▶ [Recorded data]:
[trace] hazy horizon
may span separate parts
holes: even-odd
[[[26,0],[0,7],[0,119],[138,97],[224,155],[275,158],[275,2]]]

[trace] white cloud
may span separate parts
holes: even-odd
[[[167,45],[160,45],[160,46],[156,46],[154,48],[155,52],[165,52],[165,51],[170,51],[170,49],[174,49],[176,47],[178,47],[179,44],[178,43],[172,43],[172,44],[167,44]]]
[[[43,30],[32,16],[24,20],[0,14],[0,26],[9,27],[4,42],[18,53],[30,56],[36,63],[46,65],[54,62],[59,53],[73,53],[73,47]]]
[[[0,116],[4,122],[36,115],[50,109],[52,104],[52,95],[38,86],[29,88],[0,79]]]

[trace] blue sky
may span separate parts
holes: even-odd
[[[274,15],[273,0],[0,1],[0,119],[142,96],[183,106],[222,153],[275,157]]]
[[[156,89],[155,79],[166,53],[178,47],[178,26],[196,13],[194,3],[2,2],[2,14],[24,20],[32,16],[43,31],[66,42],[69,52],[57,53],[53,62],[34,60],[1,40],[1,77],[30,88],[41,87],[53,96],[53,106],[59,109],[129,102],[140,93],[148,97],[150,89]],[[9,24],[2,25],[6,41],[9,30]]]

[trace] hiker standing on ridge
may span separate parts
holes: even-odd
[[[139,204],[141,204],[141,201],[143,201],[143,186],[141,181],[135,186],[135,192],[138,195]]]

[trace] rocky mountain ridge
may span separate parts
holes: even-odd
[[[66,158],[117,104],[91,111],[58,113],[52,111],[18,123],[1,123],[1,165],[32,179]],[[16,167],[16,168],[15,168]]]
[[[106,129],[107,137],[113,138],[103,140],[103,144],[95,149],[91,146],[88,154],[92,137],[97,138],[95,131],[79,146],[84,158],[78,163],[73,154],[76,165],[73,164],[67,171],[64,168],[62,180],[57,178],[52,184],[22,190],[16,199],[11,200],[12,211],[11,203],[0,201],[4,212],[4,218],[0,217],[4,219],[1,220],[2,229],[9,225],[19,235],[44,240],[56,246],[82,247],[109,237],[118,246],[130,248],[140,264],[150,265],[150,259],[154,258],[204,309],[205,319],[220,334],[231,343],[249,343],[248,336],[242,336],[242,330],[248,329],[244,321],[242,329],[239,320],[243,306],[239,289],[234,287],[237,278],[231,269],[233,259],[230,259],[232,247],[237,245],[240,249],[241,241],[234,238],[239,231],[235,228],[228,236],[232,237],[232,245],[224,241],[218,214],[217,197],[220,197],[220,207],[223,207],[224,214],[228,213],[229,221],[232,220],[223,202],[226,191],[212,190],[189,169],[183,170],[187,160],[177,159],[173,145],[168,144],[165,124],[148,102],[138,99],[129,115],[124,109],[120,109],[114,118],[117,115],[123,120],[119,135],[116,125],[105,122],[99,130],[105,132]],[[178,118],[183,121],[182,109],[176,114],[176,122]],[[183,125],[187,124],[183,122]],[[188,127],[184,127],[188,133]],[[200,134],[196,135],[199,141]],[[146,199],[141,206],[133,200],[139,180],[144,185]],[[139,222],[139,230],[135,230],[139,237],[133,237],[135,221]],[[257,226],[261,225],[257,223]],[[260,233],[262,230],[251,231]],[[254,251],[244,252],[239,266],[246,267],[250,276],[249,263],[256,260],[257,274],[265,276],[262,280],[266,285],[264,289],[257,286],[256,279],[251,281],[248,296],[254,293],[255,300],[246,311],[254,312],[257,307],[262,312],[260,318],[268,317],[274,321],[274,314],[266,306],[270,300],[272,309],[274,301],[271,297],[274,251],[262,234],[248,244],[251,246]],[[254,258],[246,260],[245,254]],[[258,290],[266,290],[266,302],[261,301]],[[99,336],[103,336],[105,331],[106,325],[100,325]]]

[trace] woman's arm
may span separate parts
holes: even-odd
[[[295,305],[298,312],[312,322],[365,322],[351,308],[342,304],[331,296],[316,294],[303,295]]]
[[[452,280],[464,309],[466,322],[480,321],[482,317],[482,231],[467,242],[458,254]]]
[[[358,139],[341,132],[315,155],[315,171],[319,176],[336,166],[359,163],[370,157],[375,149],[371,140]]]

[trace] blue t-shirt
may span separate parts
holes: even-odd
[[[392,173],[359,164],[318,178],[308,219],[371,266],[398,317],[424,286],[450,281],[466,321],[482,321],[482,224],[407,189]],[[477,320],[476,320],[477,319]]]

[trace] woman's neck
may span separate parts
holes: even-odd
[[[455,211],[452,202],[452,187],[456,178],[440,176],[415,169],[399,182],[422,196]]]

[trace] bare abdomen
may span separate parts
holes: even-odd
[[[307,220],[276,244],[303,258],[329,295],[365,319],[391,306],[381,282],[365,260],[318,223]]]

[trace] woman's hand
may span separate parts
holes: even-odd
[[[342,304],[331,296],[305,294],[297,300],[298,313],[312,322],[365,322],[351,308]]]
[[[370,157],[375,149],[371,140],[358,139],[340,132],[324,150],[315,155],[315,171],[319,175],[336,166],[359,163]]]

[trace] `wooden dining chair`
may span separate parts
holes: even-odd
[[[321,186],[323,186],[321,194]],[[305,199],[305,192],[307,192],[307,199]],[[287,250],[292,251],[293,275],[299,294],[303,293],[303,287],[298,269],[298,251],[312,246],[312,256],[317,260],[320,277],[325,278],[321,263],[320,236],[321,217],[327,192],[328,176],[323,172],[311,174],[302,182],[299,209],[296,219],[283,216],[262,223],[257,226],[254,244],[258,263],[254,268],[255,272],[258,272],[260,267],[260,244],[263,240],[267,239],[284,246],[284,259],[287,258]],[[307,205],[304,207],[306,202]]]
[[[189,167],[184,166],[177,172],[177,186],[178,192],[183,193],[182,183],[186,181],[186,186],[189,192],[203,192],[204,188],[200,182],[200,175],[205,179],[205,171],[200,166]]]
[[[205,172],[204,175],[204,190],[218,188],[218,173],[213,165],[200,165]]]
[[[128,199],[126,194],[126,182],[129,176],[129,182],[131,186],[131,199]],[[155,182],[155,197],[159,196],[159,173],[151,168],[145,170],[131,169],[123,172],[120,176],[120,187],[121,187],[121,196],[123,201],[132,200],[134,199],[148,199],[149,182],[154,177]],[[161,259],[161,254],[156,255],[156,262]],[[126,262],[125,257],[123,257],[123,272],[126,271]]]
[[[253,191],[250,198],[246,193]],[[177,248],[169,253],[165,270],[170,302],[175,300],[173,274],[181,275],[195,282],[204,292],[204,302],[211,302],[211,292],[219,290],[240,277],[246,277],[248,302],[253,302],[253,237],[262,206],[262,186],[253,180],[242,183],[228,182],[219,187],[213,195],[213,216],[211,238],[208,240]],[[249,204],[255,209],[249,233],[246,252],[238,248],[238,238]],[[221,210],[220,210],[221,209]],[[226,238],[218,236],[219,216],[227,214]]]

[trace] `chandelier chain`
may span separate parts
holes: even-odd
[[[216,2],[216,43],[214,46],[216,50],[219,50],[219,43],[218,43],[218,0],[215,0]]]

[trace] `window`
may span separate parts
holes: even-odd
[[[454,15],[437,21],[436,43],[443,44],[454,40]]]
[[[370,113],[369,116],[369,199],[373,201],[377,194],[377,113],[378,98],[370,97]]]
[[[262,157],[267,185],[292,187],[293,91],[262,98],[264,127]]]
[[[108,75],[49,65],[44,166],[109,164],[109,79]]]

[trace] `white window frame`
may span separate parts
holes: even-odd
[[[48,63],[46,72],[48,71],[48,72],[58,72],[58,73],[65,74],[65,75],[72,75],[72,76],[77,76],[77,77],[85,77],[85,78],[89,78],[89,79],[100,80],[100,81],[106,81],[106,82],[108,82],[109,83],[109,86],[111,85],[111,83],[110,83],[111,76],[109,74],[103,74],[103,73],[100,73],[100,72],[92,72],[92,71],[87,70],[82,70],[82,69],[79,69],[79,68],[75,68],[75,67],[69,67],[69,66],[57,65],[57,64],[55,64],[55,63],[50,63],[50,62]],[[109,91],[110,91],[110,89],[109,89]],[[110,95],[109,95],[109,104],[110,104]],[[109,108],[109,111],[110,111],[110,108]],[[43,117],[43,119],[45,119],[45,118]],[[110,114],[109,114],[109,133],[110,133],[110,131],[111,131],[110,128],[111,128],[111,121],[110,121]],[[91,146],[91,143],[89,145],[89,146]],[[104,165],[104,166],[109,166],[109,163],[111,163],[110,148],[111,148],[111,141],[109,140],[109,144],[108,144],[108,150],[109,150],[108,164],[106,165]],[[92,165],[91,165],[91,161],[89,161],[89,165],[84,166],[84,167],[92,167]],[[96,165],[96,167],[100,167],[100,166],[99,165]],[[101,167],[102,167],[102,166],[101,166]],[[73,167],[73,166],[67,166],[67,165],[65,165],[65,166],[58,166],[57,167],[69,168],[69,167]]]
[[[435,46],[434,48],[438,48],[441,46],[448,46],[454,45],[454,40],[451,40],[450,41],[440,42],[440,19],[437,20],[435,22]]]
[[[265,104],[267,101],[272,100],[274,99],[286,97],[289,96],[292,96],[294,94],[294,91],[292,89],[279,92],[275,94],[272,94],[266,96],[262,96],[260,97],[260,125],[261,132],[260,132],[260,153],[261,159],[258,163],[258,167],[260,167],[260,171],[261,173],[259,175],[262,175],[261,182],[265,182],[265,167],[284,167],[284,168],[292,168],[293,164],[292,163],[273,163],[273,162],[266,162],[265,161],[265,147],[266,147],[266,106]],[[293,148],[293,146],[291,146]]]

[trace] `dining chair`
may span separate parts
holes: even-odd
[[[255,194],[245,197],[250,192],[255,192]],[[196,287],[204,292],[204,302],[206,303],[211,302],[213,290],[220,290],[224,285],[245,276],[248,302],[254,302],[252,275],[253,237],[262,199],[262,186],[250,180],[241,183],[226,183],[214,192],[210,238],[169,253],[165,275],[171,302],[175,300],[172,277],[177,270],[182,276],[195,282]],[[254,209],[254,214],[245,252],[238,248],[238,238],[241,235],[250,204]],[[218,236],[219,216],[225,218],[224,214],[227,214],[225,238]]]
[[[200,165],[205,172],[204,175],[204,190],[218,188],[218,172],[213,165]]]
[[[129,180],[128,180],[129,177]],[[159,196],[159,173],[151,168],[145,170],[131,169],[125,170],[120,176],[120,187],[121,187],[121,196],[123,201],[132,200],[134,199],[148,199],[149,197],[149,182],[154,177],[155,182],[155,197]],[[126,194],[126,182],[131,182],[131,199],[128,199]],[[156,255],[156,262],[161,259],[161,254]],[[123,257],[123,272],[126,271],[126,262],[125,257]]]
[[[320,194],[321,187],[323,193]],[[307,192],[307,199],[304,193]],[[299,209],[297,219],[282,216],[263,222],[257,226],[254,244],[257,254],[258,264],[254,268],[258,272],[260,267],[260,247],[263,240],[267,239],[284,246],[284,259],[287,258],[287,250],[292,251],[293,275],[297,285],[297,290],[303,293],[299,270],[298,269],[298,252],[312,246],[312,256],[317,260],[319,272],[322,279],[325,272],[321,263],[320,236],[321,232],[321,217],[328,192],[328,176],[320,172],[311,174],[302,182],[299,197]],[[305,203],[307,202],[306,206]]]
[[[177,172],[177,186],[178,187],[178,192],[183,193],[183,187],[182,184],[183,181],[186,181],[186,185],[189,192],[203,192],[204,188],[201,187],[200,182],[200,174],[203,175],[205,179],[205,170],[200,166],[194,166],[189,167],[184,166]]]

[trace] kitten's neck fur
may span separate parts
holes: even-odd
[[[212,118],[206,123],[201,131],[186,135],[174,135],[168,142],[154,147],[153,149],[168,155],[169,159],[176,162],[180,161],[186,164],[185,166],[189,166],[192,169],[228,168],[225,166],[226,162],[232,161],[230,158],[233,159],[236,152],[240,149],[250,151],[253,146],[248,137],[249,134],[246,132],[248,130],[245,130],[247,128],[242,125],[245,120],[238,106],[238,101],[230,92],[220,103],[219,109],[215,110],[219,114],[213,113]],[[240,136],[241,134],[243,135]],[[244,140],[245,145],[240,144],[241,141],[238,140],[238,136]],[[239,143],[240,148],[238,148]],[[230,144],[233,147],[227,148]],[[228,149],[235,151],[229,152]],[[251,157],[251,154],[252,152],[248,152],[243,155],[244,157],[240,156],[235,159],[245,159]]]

▶ [Your objective]: Count the lines in the listing that contain the string "ridge", matching case exactly. Reply with the number alone.

▶ [Solution below]: 2